SUPPLIED PASSAGE:
Source code for dstk.modules.geometric_distance

"""
This module provides functions to compute geometric distance and similarity measures  between word embeddings, enabling semantic comparison of words in vector space.

Available metrics include:

* Euclidean distance
* Manhattan distance
* Cosine similarity

Additionally, it offers a method to find the nearest semantic neighbors of a given word based on specified distance or similarity metrics using scikit-learn's NearestNeighbors.

All functions operate on word embeddings represented as Pandas DataFrames indexed by words, facilitating easy integration with common NLP and Computational Linguistic workflows.
"""

from sklearn.neighbors import NearestNeighbors
import numpy as np
from sklearn.metrics.pairwise import cosine_similarity

from ..lib_types import ndarray, Series, DataFrame, Neighbors, Neighbor


[docs]
def euclidean_distance(embeddings: DataFrame, first_word: str, second_word: str) -> float:
    """
    Computes the Euclidean distance between the embeddings of two words.

    :param embeddings: A dataframe containing the word embeddings.
    :type embeddings: DataFrame
    :param first_word: The first word in the pair.
    :type first_word: str
    :param second_word: The second word in the pair.
    :type second_word: str

    :returns: The Euclidean distance between the first and second word.
    :rtype: float
    """

    first_word_vector: Series = embeddings.loc[first_word]
    second_word_vector: Series = embeddings.loc[second_word]

    return float(np.linalg.norm(first_word_vector - second_word_vector))



[docs]
def manhattan_distance(embeddings: DataFrame, first_word: str, second_word: str) -> float:
    """
    Computes the Manhattan distance between the embeddings of two words.

    :param embeddings: A dataframe containing the word embeddings.
    :type embeddings: DataFrame
    :param first_word: The first word in the pair.
    :type first_word: str
    :param second_word: The second word in the pair.
    :type second_word: str

    :returns: The Manhattan distance between the first and second word.
    :rtype: float
    """

    first_word_vector: Series = embeddings.loc[first_word]
    second_word_vector: Series = embeddings.loc[second_word]

    return np.sum(np.abs(first_word_vector - second_word_vector))



[docs]
def cos_similarity(embeddings: DataFrame, first_word: str, second_word: str) -> float:
    """
    Computes the cosine similarity between the embeddings of two words.

    :param embeddings: A dataframe containing the word embeddings.
    :type embeddings: DataFrame
    :param first_word: The first word in the pair.
    :type first_word: str
    :param second_word: The second word in the pair.
    :type second_word: str

    :returns: The cosine similarity between the first and second word.
    :rtype: float
    """

    first_word_vector: ndarray = np.array(embeddings.loc[first_word]).reshape(1, -1)
    second_word_vector: ndarray = np.array(embeddings.loc[second_word]).reshape(1, -1)

    cos_sim: ndarray = cosine_similarity(first_word_vector, second_word_vector)

    return cos_sim[0][0]



[docs]
def nearest_neighbors(embeddings: DataFrame, word: str, metric: str = "cosine", n_words: int = 5, **kwargs) -> Neighbors:
    """

DATASET EXCERPT:

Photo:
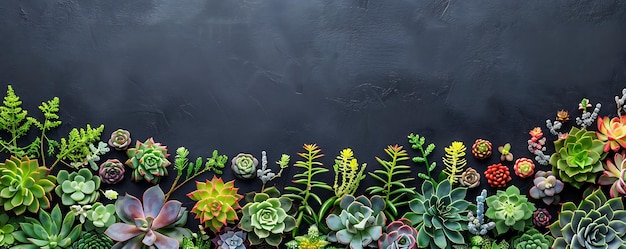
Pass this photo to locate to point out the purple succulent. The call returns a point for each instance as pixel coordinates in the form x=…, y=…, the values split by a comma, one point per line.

SHORT TASK: From the geometric distance module source, write out word for word the part that opens with the words containing "This module provides" and closes with "using scikit-learn's NearestNeighbors.". None of the material is needed here.

FULL SOLUTION:
This module provides functions to compute geometric distance and similarity measures  between word embeddings, enabling semantic comparison of words in vector space.

Available metrics include:

* Euclidean distance
* Manhattan distance
* Cosine similarity

Additionally, it offers a method to find the nearest semantic neighbors of a given word based on specified distance or similarity metrics using scikit-learn's NearestNeighbors.